Ten years ago in the early hours of a July morning on a Tel Aviv street, two people had a fateful encounter. For one, it meant everything. For the other, it meant nothing. Gal Beck was a happy 16 year-old boy riding home on a motor scooter with his best friend by his side on another scooter. It was early Saturday morning around 3 AM. They stopped at an intersection for a red light and chatted for a bit. Then the light turned green. Gal started first, then his friend followed.
At the same moment a 20 year-old woman barreled into the intersection from the opposite direction. By the accounts of most witnesses she was speeding, traveling nearly 60 mph. She ran the red light and crashed into Gal. The accident killed him. His friend wasn’t injured at all, but lives to this day with the shattering memory of what happened that night.
Neither of the boys were drinking. Neither had taken drugs or were using prescription medication. That much we know. But until now, we knew almost nothing about the driver who killed Gal. No Israeli knows her name. The case was closed six weeks after the accident “for lack of evidence.” This happened despite the fact that numerous witnesses testified to the police that the driver was speeding and that she ran the red light. Either no blood alcohol test was ever done or none appears in the police record.
There was a single witness, a female taxi driver, who testified in complete contradiction to all the other witnesses that the boys ran the red light and that the light was green when the driver crossed into the intersection. Channel 1 TV aired a documentary (video above) on the case recently in which it interviewed the taxi driver for 90 minutes, and no less than 20-30 times she affirmed before a hidden camera that the driver ran the red light and the boys had a green light. The next night, when the camera crew approached her for an actual interview, appearing coached and well-rehearsed, she reverted to the story in the police record which blamed Gal Beck and his friend for the accident.

INSTRUCTIONS TO FOLLOW —
According to the account of Gal Beck's death, what things had neither of the boys been doing? The rows after this have no connection to the account of Gal Beck's death.

PROVIDED INFORMATION —

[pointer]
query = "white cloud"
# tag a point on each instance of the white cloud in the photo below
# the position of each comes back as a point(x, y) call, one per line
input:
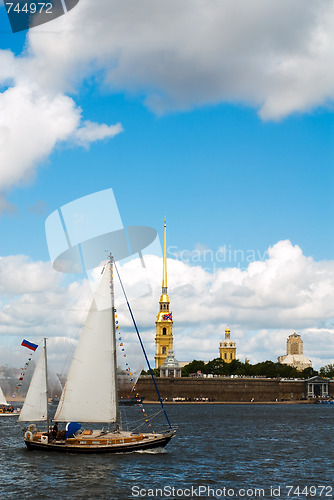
point(263, 305)
point(272, 55)
point(91, 132)
point(275, 56)
point(33, 121)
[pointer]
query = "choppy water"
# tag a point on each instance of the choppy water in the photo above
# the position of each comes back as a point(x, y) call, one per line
point(238, 447)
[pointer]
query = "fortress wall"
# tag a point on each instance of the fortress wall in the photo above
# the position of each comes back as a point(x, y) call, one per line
point(225, 389)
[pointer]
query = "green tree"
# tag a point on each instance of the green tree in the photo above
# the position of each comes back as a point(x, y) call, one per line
point(327, 371)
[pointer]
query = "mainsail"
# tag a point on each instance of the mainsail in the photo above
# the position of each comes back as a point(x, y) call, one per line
point(2, 398)
point(35, 404)
point(90, 394)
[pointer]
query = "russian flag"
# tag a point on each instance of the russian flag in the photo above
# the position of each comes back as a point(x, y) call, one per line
point(30, 345)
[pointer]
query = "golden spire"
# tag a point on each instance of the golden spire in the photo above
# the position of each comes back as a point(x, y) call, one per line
point(164, 274)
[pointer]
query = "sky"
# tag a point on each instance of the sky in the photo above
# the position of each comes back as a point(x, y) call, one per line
point(216, 115)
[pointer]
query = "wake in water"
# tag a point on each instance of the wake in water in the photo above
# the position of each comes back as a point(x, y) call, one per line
point(154, 451)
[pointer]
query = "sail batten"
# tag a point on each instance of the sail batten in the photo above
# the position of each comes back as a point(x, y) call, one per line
point(89, 394)
point(35, 405)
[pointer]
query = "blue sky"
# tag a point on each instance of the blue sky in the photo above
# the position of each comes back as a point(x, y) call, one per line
point(229, 134)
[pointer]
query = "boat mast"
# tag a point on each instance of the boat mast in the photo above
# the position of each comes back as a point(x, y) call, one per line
point(113, 340)
point(47, 390)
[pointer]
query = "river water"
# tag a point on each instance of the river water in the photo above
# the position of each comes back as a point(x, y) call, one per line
point(220, 451)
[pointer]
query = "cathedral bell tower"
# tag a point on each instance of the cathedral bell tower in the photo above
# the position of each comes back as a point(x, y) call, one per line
point(164, 322)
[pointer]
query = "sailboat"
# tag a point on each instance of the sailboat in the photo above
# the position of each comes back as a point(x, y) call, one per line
point(6, 410)
point(90, 393)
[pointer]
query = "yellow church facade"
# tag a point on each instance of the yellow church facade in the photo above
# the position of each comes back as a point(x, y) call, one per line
point(227, 348)
point(164, 322)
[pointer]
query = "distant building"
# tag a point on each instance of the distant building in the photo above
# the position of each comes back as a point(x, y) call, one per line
point(227, 348)
point(164, 322)
point(170, 367)
point(294, 354)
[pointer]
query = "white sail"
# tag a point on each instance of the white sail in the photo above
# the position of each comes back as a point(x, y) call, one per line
point(2, 398)
point(35, 404)
point(89, 394)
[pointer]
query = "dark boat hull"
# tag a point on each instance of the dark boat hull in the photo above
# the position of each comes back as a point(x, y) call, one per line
point(114, 448)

FINAL ANSWER —
- Drinking
- Taking drugs
- Using prescription medication